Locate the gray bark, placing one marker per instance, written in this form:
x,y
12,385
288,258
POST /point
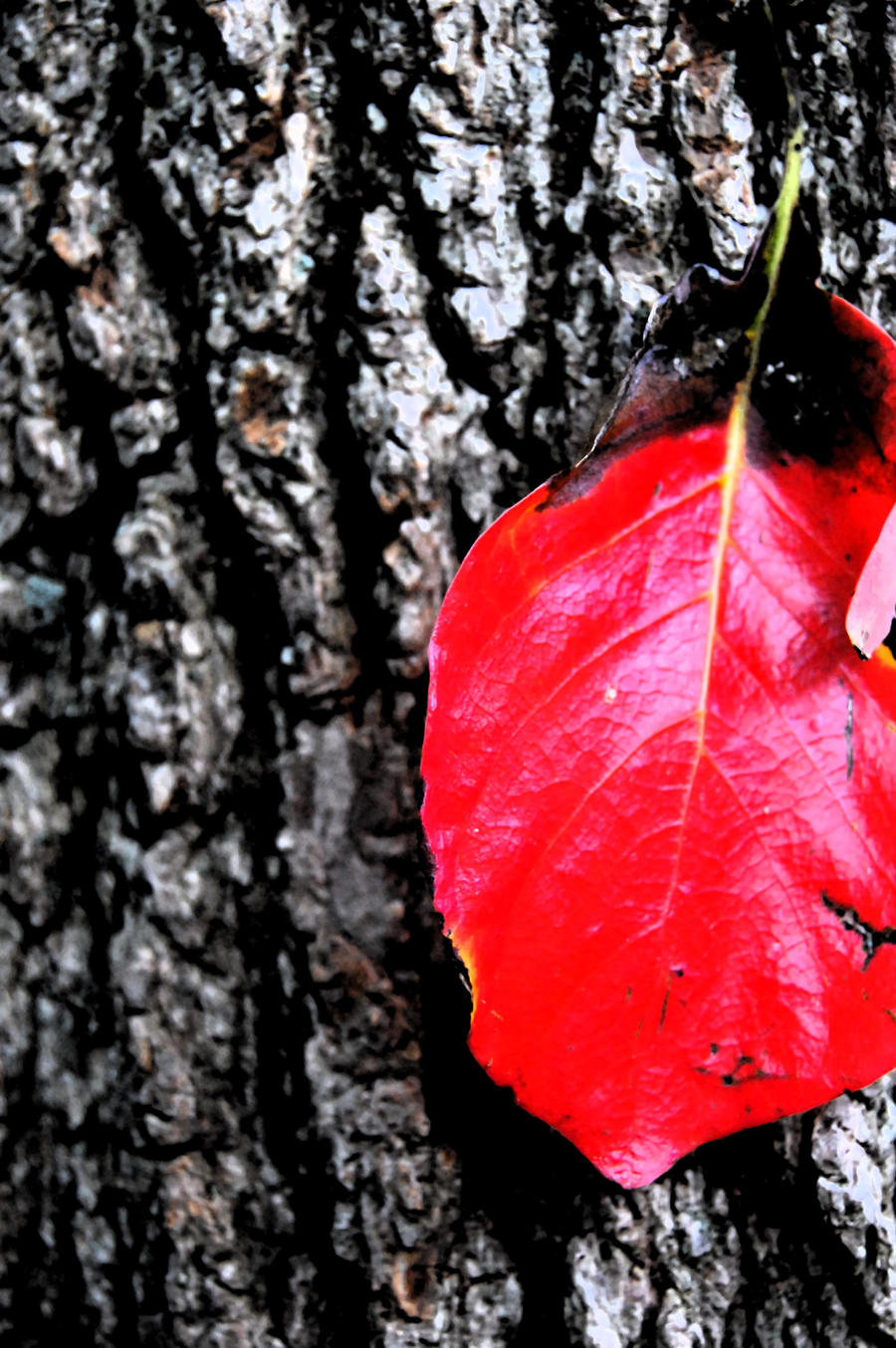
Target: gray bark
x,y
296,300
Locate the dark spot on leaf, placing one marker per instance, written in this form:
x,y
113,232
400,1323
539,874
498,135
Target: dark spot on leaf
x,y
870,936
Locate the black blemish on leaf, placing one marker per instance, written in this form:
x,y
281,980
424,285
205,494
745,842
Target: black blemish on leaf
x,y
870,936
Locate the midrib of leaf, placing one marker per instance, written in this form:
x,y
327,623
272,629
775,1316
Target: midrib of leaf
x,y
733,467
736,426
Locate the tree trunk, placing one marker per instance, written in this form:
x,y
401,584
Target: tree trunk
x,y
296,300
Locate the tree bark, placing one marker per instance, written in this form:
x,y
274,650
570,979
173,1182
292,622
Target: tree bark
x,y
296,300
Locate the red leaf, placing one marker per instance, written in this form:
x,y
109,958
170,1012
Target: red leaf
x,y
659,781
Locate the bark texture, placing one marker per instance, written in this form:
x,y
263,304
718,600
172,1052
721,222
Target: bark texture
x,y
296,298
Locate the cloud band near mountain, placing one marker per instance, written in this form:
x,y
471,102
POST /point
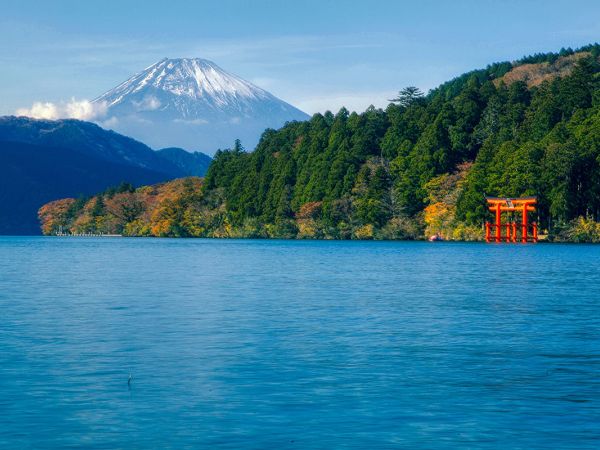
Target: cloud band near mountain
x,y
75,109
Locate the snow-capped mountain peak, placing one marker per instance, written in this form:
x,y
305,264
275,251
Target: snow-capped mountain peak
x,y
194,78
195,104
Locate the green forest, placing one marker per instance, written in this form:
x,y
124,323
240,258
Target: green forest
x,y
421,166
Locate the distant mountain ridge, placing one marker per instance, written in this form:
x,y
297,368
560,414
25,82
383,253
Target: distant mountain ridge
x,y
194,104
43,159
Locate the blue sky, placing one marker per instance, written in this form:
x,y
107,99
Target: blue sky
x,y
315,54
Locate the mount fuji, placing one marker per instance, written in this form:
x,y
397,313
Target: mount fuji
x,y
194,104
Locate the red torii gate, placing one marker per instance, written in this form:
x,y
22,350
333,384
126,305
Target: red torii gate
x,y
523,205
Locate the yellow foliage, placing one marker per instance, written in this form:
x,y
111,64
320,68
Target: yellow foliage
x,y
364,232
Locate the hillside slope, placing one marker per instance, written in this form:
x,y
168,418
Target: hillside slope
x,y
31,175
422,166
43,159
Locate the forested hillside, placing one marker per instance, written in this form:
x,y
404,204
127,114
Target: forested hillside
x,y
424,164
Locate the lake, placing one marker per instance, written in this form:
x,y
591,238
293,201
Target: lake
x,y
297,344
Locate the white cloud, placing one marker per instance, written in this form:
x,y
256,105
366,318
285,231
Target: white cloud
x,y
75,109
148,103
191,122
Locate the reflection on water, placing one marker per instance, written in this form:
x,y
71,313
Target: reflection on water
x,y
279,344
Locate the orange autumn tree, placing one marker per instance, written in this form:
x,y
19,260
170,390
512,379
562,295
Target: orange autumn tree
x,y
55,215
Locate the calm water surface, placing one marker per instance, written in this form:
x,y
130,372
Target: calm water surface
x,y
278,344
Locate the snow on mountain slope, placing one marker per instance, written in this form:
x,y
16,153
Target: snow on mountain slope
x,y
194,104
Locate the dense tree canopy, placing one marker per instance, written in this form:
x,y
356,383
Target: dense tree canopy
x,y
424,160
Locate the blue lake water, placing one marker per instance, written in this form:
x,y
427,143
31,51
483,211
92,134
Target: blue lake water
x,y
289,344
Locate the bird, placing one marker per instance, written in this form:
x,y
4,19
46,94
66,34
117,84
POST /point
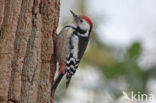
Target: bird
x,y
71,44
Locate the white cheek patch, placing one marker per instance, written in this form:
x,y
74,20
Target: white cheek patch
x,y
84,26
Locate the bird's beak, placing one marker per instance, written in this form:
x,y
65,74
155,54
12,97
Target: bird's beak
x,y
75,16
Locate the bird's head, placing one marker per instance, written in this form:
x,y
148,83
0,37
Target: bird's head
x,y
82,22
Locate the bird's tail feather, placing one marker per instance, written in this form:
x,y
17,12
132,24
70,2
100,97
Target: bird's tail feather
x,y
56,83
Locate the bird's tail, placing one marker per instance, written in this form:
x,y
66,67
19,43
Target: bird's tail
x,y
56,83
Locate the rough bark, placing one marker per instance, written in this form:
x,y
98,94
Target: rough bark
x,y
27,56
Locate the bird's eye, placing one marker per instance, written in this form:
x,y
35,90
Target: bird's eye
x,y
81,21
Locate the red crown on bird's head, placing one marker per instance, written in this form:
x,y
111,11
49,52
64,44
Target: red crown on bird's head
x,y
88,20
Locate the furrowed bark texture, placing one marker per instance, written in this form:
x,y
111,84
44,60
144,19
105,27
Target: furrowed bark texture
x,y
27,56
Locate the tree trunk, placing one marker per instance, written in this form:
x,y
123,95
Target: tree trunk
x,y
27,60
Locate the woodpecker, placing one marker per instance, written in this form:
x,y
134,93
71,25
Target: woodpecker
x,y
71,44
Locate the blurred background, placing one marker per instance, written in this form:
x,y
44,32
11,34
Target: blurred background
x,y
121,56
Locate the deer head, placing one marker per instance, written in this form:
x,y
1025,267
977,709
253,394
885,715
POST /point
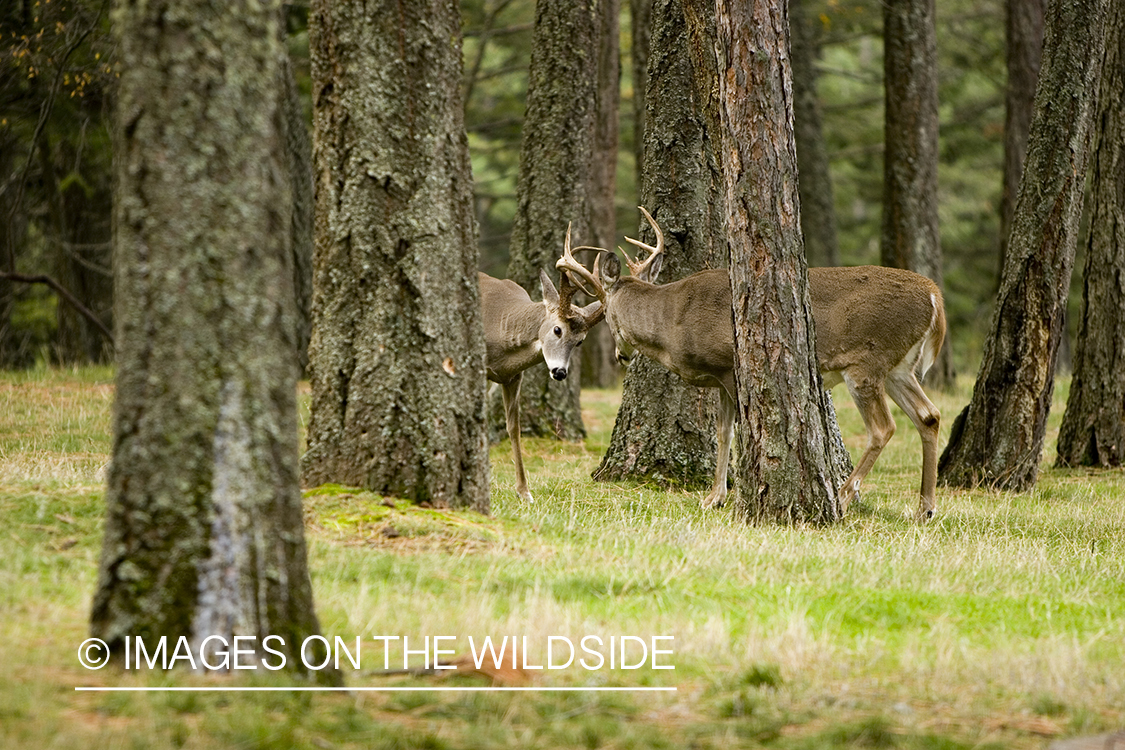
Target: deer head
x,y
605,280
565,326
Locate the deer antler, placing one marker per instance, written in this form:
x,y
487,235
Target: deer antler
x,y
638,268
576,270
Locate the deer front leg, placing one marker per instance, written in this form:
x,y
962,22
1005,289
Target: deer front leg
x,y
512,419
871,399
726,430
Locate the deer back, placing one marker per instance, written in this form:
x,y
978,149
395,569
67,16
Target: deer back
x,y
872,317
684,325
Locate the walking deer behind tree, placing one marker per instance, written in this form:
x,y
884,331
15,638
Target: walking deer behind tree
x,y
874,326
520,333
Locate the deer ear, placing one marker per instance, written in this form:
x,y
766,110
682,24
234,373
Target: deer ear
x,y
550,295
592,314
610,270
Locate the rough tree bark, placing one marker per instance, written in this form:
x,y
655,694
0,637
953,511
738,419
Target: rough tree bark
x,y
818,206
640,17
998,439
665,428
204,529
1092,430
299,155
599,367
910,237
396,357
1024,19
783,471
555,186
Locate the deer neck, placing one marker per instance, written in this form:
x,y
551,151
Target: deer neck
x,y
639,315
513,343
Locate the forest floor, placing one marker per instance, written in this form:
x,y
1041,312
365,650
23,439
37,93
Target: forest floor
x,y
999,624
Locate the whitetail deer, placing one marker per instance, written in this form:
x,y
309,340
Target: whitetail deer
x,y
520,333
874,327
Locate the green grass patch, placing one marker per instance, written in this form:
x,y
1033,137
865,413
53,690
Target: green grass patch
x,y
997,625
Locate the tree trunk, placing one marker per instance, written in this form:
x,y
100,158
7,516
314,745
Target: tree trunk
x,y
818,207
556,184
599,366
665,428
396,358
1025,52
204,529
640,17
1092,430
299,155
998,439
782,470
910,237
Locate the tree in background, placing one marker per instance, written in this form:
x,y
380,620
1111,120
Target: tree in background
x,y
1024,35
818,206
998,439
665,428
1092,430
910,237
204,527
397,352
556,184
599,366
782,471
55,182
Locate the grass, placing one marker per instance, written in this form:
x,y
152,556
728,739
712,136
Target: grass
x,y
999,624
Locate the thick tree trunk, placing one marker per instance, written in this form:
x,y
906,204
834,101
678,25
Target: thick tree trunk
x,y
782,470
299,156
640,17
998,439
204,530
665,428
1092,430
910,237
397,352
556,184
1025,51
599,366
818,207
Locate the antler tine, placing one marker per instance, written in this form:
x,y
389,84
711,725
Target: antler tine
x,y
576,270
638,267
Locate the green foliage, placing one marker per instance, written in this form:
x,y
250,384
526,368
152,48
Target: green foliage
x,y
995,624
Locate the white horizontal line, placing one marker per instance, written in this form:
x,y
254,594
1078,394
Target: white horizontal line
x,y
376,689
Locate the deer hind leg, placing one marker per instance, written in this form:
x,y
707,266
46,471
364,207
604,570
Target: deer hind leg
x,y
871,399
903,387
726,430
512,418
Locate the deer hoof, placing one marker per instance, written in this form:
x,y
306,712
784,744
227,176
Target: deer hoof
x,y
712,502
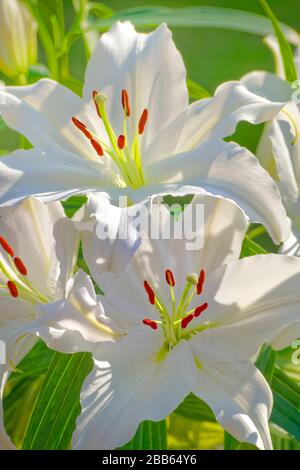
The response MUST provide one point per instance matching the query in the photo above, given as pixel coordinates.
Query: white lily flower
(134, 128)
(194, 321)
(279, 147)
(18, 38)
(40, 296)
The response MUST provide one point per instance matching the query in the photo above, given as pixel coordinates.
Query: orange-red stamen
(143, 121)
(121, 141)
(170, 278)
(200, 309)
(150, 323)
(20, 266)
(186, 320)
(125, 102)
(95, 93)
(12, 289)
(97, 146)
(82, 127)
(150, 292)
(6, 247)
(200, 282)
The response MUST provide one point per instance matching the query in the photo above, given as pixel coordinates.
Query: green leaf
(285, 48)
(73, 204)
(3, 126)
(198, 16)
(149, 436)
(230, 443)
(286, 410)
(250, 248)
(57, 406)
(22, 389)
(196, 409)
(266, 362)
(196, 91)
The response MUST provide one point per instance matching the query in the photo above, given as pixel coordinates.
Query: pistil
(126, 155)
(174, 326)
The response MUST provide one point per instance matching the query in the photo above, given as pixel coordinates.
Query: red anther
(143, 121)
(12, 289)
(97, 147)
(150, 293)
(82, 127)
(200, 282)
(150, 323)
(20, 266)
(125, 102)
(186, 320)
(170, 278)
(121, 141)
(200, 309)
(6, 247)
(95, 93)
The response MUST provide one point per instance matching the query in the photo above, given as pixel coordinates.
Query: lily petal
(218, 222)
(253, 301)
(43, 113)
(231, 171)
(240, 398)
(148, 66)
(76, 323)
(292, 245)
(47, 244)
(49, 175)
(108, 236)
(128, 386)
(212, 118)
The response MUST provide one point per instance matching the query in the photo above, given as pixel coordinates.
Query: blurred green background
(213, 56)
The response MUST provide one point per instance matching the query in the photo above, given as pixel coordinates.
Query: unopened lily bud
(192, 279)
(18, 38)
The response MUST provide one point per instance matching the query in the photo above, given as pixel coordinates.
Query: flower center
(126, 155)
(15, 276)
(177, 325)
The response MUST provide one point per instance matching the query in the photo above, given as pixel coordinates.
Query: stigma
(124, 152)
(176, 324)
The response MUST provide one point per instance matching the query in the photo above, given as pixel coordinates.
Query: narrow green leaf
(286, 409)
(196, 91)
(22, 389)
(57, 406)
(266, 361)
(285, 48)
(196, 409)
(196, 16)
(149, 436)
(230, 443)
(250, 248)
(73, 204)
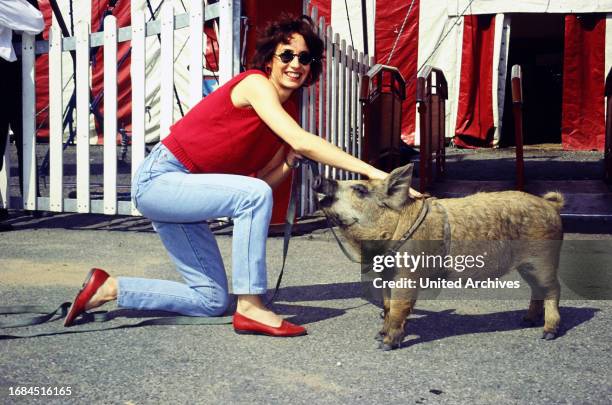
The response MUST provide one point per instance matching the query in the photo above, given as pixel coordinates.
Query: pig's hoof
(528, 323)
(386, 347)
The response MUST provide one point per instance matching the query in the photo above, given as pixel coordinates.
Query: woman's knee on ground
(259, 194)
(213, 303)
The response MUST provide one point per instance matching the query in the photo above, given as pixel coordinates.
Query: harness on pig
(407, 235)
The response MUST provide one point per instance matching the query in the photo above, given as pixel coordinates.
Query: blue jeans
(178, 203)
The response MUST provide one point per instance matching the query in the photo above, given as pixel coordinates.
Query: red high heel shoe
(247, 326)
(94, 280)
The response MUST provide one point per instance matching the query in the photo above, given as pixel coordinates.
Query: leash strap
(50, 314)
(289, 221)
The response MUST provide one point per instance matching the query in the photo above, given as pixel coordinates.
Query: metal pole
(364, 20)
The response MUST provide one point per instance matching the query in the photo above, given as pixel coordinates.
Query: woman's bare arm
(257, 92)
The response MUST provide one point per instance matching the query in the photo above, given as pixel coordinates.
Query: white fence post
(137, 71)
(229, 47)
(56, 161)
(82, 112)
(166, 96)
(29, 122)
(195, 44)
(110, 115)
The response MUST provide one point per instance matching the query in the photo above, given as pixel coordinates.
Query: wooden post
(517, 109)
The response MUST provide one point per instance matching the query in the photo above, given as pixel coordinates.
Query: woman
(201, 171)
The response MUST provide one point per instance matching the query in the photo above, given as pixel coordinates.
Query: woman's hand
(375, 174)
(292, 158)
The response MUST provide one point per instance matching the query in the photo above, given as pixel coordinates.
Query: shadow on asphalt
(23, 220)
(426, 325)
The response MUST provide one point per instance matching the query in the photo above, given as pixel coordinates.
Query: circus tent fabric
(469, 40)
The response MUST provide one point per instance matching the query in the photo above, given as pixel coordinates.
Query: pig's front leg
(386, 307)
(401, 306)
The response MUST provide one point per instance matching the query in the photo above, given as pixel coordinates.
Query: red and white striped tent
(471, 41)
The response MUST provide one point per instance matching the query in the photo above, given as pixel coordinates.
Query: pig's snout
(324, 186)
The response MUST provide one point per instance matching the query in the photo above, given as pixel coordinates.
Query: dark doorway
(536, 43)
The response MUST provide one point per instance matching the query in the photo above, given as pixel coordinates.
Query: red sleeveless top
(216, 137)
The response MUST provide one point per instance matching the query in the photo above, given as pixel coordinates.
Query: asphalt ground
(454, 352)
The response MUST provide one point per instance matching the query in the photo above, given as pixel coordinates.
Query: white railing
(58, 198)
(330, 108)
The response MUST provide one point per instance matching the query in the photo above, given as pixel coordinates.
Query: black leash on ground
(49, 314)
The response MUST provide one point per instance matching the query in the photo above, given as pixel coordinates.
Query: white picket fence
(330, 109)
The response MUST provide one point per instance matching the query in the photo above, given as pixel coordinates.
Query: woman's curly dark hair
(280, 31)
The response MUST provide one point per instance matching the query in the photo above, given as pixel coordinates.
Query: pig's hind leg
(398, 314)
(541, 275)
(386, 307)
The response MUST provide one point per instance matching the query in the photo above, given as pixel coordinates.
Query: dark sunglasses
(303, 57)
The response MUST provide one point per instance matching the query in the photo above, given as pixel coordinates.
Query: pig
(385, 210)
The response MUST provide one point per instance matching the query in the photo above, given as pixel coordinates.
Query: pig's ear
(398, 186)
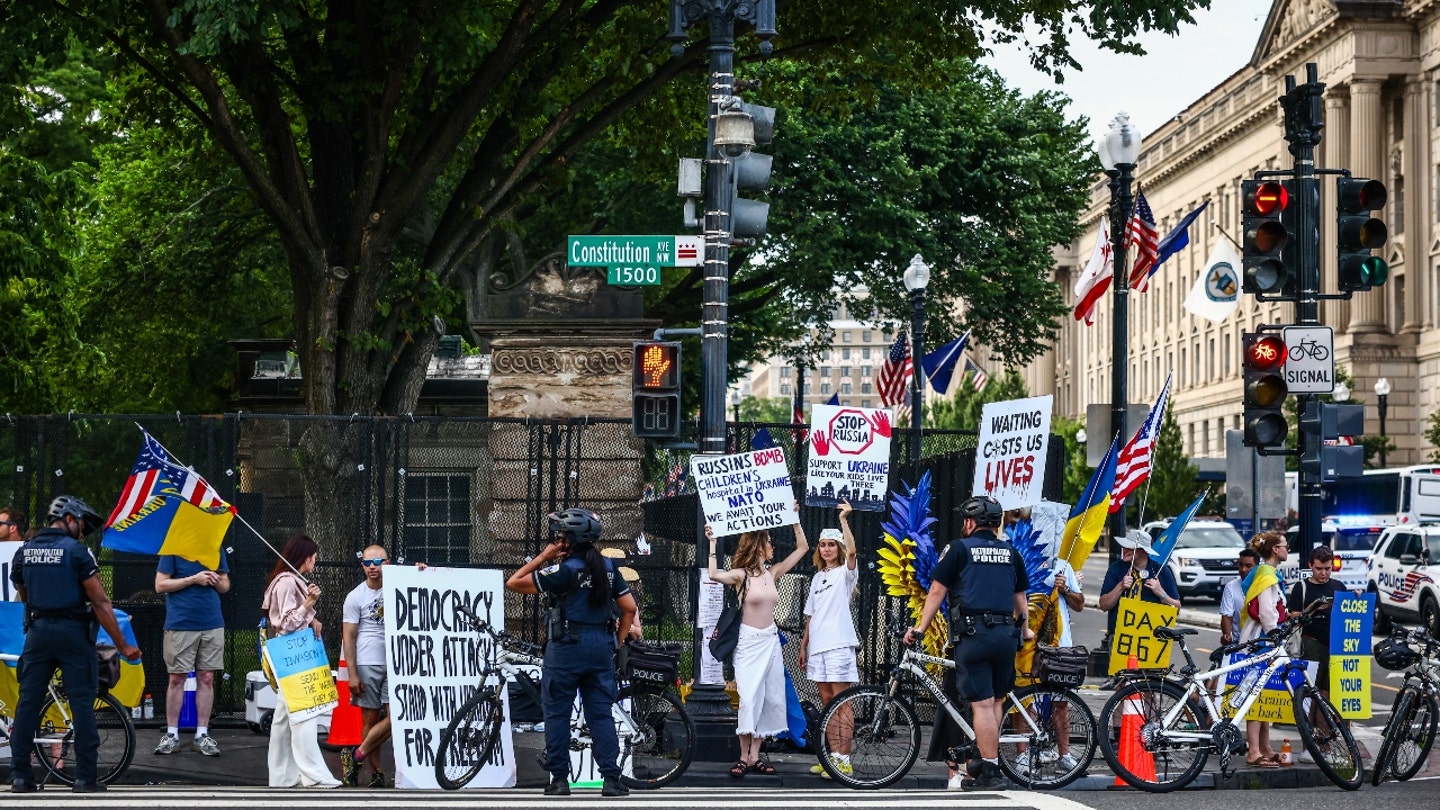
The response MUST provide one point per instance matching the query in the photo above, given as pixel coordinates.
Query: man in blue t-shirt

________________________________________

**Problem statement:** Count the lines of the material above that contain the string "forested", treating case as significant, and give only the number.

**Solution for this exercise:** 2